Named object pointing entries
◆ ◆ ◆ ◆ ◆ ◆ ◆

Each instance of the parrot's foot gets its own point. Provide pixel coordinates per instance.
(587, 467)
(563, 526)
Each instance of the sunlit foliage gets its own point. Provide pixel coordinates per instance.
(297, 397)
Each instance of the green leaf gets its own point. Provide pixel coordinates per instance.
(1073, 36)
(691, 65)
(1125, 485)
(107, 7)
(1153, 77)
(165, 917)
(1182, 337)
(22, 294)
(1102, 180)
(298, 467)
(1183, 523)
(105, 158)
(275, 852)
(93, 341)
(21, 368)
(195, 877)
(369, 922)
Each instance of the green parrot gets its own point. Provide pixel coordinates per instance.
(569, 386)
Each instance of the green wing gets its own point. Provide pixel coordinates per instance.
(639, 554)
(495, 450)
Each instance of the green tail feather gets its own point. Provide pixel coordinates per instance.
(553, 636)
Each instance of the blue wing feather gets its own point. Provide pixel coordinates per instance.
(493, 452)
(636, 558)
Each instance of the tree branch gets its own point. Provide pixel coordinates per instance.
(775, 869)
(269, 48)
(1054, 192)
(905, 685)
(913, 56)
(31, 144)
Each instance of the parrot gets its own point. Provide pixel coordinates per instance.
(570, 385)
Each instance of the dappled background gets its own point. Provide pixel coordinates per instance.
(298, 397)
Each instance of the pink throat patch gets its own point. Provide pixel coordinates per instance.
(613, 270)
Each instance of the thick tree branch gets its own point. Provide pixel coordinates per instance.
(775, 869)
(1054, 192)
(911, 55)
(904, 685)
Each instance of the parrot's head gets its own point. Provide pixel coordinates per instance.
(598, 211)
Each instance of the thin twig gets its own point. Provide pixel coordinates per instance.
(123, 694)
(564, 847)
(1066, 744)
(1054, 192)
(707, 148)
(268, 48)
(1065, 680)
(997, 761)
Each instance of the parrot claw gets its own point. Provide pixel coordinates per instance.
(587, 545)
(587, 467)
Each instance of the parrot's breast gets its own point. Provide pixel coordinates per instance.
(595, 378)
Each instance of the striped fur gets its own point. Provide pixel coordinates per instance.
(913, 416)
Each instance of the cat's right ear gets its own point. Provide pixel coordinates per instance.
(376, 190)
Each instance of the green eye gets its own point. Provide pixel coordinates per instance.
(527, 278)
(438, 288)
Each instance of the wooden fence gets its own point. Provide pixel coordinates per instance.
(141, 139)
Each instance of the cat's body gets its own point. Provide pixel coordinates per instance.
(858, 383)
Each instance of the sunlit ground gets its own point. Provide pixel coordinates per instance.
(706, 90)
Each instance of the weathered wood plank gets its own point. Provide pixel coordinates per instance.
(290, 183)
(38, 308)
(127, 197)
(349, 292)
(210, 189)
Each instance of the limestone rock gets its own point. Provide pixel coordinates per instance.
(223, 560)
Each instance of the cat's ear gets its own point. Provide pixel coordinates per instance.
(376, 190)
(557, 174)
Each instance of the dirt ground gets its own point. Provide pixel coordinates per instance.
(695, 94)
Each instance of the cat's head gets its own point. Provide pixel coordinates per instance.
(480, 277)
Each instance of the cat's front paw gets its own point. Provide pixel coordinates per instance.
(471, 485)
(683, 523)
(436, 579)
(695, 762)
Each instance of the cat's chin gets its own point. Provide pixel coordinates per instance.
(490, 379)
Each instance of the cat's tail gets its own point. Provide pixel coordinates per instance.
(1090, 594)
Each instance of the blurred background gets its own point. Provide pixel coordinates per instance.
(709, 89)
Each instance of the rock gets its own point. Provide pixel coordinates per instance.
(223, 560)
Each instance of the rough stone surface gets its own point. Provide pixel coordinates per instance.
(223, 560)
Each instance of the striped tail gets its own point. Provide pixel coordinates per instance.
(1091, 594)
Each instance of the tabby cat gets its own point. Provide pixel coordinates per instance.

◆ ◆ ◆ ◆ ◆ ◆ ◆

Switch "cat's" to "kitten's" in the rows from the line containing "Each instance of the limestone" through the end of the rows, and give only those lines, with everything else unchanged.

Each instance of the limestone rock gets its own point. Provide pixel coordinates per instance.
(223, 560)
Each instance of the kitten's ear gets its own point. Provide pixel coordinates per instance.
(376, 190)
(557, 174)
Each instance of the dirt ground gets its own point. Provide pixel coordinates per instance.
(695, 94)
Each instance of the kitten's head gets its own point. Provide pixel coordinates per instance.
(480, 277)
Each instance of the kitten's front paw gets its own point. Provide pixel coordinates per instance.
(471, 485)
(683, 523)
(436, 579)
(695, 762)
Each instance of the kitten's chin gets its own point. Provide pixel coordinates per instance.
(490, 379)
Each instance of the kitten's tail gets its own point. Provide pixel coordinates per instance.
(1090, 594)
Each instance of the blurred background gets its own point. Provide pixel coordinates per instance.
(709, 89)
Each instance of the rock gets its own point. Provide pixel coordinates per instance.
(223, 560)
Each instance of the rough stone surface gets its own point. Provide pixel coordinates per instance.
(223, 560)
Each instance of the striped tail gets its own point. Provide pixel coordinates per instance.
(1091, 594)
Each instance of the tabby cat gets its own point. Provide pixel coordinates per instance.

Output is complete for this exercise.